- **REQUEST**:
Write out the material exactly, without any of its pictures.

- **THE INPUT**:
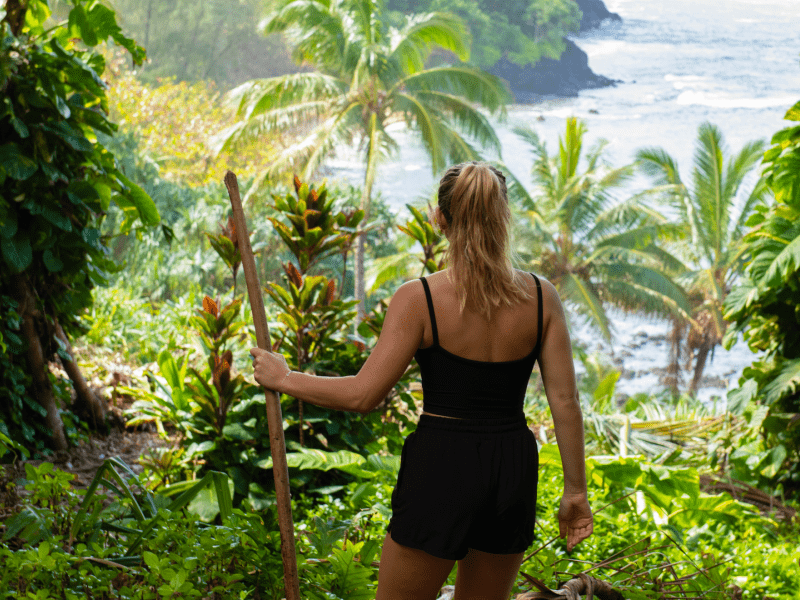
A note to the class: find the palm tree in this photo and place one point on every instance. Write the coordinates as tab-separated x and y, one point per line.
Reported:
708	232
368	76
597	251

- **EXERCISE RESULT**:
A note to the class: find the palm tree in this photo and place one point on every instance. Write the coordinates as tab-separated x and y, one point per line.
Reported:
708	232
368	76
597	251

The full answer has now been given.